*PASSAGE DU TEXTE*
= = = =
Par Yannick Roudaut (co-fondateur de la société Alternité)
Eusko au Pays basque, Sol Violette à Toulouse, Abeille à Villeneuve-sur-Lot, Galléco en Ille-et-Vilaine… depuis quelques années, de nouvelles monnaies se développent en France. Créées par des associations citoyennes et soutenues par les collectivités locales, ces nouvelles monnaies, diffusées sous la forme de billets, sont convertibles en euros et permettent aux citoyens d’une région de faire leurs achats ou leurs ventes dans une autre monnaie que l’euro.
Acceptées uniquement par des acteurs économiques engagés, elles permettent de redynamiser l’activité des centres-villes et de favoriser le développement de circuits économiques courts entre producteurs d’une région et consommateurs locaux.
Elles peuvent aussi circuler uniquement entre acteurs soucieux de promouvoir un développement durable. Dans ce cas, les acteurs non respectueux des critères environnementaux et sociétaux ne peuvent adhérer à l’association qui porte la monnaie.
MONNAIES ÉPHÉMÈRES
Autre caractéristique de ces nouvelles monnaies, leur aspect éphémère. Certaines d’entre elles sont dites « fondantes » : leur durée de vie est limitée afin d’inciter les utilisateurs à la faire circuler et non à la thésauriser ! Car l’enjeu est bien là : redonner à l’argent son rôle d’outil permettant de recréer du lien entre les individus sur un territoire donné.
« Le but n’est pas seulement de soutenir les petits commerces ou producteurs locaux, il s’agit aussi de récréer une vie de quartier », souligne Anne-Cécile Ragot, directrice associée d’Alternatives et Alliances, une agence conseil en innovation sociétale, qui travaille actuellement à la mise en place d’une monnaie locale pour revitaliser les villes de Grigny et de Vitry-Châtillon.
= = = =
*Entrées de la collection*
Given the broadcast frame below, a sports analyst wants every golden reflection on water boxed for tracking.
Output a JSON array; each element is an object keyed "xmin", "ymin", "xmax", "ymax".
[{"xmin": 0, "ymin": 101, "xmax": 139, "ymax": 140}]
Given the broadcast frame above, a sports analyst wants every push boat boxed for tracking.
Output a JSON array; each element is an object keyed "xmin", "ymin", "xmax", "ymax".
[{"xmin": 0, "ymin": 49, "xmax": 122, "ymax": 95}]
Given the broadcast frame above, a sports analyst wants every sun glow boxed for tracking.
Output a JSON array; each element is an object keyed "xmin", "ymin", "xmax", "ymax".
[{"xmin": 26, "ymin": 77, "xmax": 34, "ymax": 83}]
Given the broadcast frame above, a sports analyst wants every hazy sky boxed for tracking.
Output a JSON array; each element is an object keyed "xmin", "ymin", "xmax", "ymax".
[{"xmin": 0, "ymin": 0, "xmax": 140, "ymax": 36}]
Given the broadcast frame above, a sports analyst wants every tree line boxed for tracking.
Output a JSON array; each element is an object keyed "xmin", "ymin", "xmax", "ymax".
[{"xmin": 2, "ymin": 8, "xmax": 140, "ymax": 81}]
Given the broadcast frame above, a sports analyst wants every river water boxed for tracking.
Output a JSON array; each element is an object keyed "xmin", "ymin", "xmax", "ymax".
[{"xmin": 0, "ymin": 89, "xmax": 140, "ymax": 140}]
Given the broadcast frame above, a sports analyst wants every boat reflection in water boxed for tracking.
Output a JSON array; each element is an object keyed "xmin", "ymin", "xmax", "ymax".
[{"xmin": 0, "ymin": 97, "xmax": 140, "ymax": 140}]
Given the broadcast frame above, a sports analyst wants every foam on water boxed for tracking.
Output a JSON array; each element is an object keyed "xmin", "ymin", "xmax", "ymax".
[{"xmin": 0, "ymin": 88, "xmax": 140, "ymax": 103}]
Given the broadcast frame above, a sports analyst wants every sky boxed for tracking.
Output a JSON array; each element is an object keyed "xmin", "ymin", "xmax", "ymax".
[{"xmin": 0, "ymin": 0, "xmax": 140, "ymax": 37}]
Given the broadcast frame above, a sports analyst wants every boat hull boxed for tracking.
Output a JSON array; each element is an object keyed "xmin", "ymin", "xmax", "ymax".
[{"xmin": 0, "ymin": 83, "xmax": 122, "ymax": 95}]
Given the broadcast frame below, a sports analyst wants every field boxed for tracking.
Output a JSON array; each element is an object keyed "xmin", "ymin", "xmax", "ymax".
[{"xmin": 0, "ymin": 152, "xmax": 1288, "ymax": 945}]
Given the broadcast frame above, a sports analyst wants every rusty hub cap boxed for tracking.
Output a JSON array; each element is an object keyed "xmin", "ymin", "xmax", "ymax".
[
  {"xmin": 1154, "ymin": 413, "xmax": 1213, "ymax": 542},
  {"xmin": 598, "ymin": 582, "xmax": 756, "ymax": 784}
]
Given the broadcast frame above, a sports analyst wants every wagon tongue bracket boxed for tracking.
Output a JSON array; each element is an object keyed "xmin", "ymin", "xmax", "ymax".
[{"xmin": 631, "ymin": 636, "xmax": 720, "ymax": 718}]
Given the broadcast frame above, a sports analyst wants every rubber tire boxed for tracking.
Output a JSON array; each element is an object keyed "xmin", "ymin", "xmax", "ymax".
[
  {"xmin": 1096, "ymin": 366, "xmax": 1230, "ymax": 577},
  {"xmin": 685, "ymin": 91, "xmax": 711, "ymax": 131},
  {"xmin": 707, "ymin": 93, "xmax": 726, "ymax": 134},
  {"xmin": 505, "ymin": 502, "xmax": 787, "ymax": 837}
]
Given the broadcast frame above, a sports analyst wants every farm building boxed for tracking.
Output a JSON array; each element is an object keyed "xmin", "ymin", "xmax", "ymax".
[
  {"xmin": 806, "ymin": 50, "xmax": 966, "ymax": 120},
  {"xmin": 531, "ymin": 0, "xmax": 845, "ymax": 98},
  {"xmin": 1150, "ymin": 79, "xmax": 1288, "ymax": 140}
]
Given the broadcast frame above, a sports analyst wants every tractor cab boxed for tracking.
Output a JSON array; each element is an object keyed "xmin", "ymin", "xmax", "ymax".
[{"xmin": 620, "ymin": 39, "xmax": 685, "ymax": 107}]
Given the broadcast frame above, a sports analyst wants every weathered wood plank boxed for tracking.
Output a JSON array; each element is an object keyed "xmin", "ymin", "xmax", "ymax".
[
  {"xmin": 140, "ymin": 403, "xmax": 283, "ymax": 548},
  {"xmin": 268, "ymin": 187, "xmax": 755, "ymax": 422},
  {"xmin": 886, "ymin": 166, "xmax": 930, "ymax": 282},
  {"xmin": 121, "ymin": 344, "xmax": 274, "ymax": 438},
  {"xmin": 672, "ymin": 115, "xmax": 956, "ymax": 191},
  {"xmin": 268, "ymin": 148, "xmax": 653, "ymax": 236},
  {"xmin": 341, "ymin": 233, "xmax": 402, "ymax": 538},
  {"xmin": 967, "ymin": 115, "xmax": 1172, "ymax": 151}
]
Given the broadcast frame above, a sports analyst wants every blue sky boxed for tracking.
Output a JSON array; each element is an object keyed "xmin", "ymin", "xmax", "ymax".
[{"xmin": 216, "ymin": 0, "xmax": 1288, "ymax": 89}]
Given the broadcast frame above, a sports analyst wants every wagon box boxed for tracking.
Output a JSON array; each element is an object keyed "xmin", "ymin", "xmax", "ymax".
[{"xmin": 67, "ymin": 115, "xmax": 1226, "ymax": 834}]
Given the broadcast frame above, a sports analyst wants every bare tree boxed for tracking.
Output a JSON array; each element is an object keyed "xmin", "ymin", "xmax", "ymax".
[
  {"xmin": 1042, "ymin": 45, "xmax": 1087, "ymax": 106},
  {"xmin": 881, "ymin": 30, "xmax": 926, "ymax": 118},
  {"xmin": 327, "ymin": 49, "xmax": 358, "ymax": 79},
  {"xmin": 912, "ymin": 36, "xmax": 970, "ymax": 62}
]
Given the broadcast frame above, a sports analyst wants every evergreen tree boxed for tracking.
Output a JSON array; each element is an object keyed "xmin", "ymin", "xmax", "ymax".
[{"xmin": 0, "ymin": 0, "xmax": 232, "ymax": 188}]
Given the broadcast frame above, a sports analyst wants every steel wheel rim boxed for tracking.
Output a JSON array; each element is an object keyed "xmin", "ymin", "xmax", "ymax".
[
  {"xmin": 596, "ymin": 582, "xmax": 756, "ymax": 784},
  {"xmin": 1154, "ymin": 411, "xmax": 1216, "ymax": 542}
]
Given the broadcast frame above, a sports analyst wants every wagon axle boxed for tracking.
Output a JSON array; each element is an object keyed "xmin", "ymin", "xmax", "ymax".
= = = =
*LISTE DES TÂCHES*
**a.** Traduisez en anglais cette phrase du texte sur les monnaies locales : « Acceptées uniquement par des acteurs économiques engagés, elles permettent de redynamiser l’activité des centres-villes et de favoriser le développement de circuits économiques courts entre producteurs d’une région et consommateurs locaux. »
**b.** D’après le texte sur les monnaies locales, dans quel but la durée de vie des monnaies dites « fondantes » est-elle limitée ?
**c.** Indiquez si chacune des affirmations suivantes concorde avec le texte sur les monnaies locales, en citant les mots décisifs du texte : (i) Ces nouvelles monnaies sont convertibles en euros. (ii) Les acteurs non respectueux des critères environnementaux et sociétaux peuvent adhérer à l’association qui porte la monnaie. (iii) Ces nouvelles monnaies sont créées par les collectivités locales.

*LES RÉPONSES*
**a.** Accepted only by committed economic actors, they make it possible to revitalize activity in town centers and to encourage the development of short economic circuits between a region's producers and local consumers.

**b.** Afin d’inciter les utilisateurs à la faire circuler et non à la thésauriser.

**c.**
(i) Oui : « sont convertibles en euros ».
(ii) Non : « les acteurs non respectueux des critères environnementaux et sociétaux ne peuvent adhérer à l’association qui porte la monnaie ».
(iii) Non : « Créées par des associations citoyennes et soutenues par les collectivités locales ».